In the film review below, list every performer named as "also in the first-rate cast."

**Document extract**

####

Jack Nicholson and Adam Sandler form a fine comedy team in this 2003 comedy propelled by an excellent central idea, two brilliantly judged comic performances and some hilarious gags and extremely funny scenes. With an uneven script, it’s a bit of a curate’s egg but, overall, it’s richly enjoyable and huge fun.
Jack Nicholson runs through the entire gamut of his silly faces as Dr Buddy Rydell, an anger management shrink appointed by a court to control the rages of Dave Buznik (Adam Sandler), who works for a pet clothing company out of New York City.
Dave has landed up in court after being involved in a misunderstanding aboard an airplane, after which he’s accused of abusing a flight attendant. His sentence is enforced anger management therapy with a man who turns out to be a psycho, as the relationship between Dave and Buddy becomes more and more tense.
The big joke here is that the unjustly accused Buddy’s actually a mild-mannered sort of a bloke – that is till he meets the wildly aggressive Buddy, and that sends Dave into uncontrollable rages for real!
Though it was made by Sandler’s company Happy Madison, and Nicholson is only the hired hand here, it inevitably soon turns into The Jack Show anyway and Sandler is a brave man to take co-starring billing in what inevitably becomes a Nicholson movie. And it is to Sandler’s great credit that he underplays and, in seeming to do less, he is still very funny.
We have always said less is more in comedy. Nicholson wouldn’t agree with this, though, and he is on best, funniest barnstorming form here. The duo’s rendition of I Feel Pretty from West Side Story is an especial hoot.
It’s a very good show, and if it is slightly patchy, it’s always amusing and even side-splitting in several places. Grrrrrrrrrreat!
Marisa Tomei is wasted as Sandler’s love interest, his loving girlfriend, Linda. Famous angry tennis player John McEnroe appears, amusingly, and so does New York Mayor Rudi Giuliani.
Luis Guzman, Heather Graham, John C Reilly, Harry Dean Stanton, John Turturro and Woody Harrelson are also in the first-rate cast.

####

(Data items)
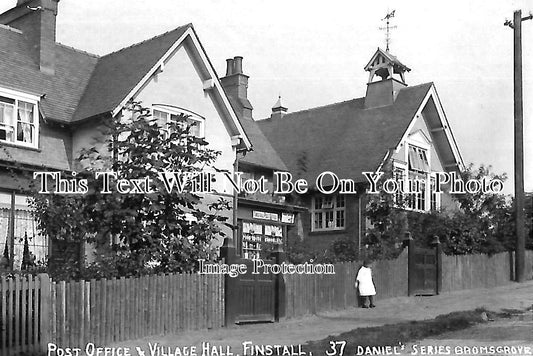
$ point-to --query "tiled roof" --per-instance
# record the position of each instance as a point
(84, 85)
(344, 137)
(116, 74)
(18, 71)
(263, 153)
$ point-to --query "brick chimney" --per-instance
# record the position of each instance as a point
(235, 84)
(37, 21)
(278, 110)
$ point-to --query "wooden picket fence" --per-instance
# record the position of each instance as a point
(37, 311)
(23, 309)
(461, 272)
(312, 293)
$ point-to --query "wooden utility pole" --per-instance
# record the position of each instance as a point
(516, 25)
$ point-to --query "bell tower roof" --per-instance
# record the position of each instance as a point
(385, 65)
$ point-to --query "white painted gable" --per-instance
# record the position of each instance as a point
(179, 85)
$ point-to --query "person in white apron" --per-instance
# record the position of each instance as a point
(365, 285)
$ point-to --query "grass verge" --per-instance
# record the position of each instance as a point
(401, 333)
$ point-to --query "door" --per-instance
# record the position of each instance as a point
(423, 272)
(255, 295)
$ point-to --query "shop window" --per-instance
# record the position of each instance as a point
(19, 121)
(417, 194)
(328, 213)
(169, 115)
(25, 226)
(259, 239)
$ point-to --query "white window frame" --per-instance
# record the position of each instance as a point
(334, 208)
(191, 116)
(409, 174)
(25, 98)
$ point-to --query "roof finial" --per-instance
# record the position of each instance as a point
(388, 27)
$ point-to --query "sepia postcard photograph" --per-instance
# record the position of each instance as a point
(266, 178)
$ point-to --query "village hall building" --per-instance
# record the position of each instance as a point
(394, 127)
(53, 98)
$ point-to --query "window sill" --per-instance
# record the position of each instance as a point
(16, 145)
(327, 232)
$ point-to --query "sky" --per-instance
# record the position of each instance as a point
(312, 53)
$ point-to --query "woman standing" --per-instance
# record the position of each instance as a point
(365, 285)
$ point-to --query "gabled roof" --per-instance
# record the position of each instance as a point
(117, 73)
(62, 91)
(85, 85)
(344, 137)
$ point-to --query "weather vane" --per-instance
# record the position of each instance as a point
(388, 28)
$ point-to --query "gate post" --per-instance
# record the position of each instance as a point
(45, 315)
(410, 243)
(438, 259)
(279, 286)
(228, 255)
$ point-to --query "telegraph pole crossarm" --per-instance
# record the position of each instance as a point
(516, 25)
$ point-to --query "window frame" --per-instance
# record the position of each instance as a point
(28, 99)
(335, 209)
(174, 110)
(413, 202)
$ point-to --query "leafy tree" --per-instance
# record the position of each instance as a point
(138, 233)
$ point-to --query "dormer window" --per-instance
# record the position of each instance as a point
(167, 115)
(19, 121)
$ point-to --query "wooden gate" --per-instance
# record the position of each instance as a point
(424, 270)
(255, 295)
(252, 297)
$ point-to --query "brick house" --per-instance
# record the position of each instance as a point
(395, 126)
(53, 98)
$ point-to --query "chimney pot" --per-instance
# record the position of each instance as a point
(237, 69)
(229, 66)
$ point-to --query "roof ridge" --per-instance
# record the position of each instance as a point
(9, 28)
(78, 50)
(147, 40)
(323, 106)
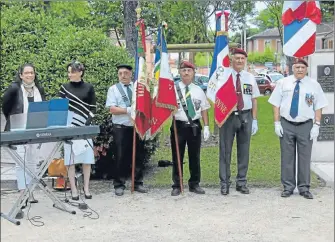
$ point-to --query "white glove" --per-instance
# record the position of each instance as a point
(129, 111)
(315, 131)
(278, 129)
(206, 133)
(254, 127)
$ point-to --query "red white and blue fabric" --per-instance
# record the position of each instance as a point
(300, 19)
(221, 53)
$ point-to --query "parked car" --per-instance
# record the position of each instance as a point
(264, 85)
(199, 80)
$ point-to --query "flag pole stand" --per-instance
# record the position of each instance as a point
(133, 163)
(178, 156)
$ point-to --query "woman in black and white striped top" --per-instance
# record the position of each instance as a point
(82, 103)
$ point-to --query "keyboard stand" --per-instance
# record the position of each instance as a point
(36, 179)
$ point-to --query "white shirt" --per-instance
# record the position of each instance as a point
(249, 87)
(311, 98)
(114, 98)
(199, 100)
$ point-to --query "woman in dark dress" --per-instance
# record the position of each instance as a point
(16, 99)
(82, 103)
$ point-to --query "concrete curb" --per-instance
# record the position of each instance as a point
(322, 174)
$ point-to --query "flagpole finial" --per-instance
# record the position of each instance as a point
(138, 11)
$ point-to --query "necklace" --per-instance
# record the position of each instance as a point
(30, 92)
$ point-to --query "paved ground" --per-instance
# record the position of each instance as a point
(260, 216)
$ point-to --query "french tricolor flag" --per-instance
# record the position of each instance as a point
(300, 19)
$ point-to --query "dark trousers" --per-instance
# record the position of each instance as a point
(296, 139)
(232, 126)
(123, 150)
(186, 136)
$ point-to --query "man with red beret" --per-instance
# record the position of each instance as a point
(297, 105)
(242, 123)
(192, 105)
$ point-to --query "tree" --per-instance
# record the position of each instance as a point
(50, 41)
(129, 20)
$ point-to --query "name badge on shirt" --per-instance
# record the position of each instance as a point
(309, 98)
(247, 89)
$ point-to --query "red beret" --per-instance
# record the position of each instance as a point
(186, 64)
(239, 51)
(300, 61)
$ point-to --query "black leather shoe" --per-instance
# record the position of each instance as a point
(175, 192)
(197, 190)
(224, 190)
(141, 189)
(33, 201)
(119, 191)
(286, 193)
(242, 189)
(306, 195)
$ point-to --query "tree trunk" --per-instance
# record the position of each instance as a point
(289, 63)
(129, 21)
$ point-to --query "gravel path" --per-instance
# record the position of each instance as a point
(260, 216)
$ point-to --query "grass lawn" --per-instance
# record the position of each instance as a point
(264, 164)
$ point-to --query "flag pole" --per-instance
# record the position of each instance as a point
(178, 156)
(133, 163)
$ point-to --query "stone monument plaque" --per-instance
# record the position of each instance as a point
(326, 128)
(326, 77)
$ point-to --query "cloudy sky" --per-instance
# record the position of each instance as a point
(259, 6)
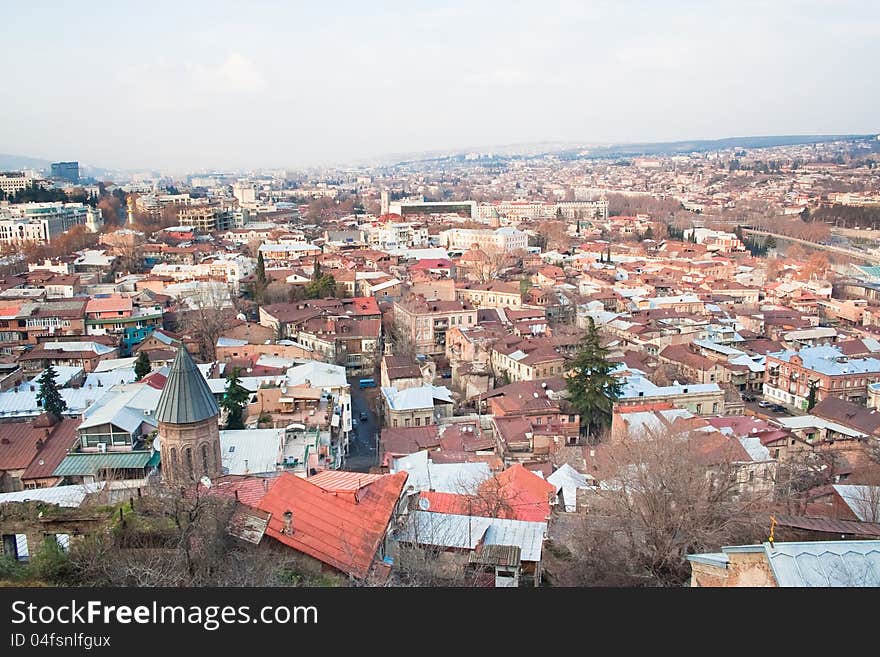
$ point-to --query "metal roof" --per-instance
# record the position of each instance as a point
(415, 398)
(186, 397)
(459, 531)
(82, 463)
(251, 451)
(863, 501)
(424, 474)
(825, 563)
(69, 496)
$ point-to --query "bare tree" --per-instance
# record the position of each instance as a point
(178, 538)
(660, 502)
(211, 308)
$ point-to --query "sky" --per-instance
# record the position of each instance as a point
(189, 85)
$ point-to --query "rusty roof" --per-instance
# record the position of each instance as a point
(830, 525)
(338, 530)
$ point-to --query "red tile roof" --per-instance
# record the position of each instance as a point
(337, 530)
(515, 494)
(340, 480)
(18, 445)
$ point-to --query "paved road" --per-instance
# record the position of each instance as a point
(362, 441)
(860, 255)
(766, 412)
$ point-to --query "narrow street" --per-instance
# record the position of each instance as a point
(362, 441)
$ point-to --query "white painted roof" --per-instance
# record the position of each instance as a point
(251, 451)
(459, 531)
(68, 496)
(425, 475)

####

**Reply**
Luis Guzman, Heather Graham, John C Reilly, Harry Dean Stanton, John Turturro, Woody Harrelson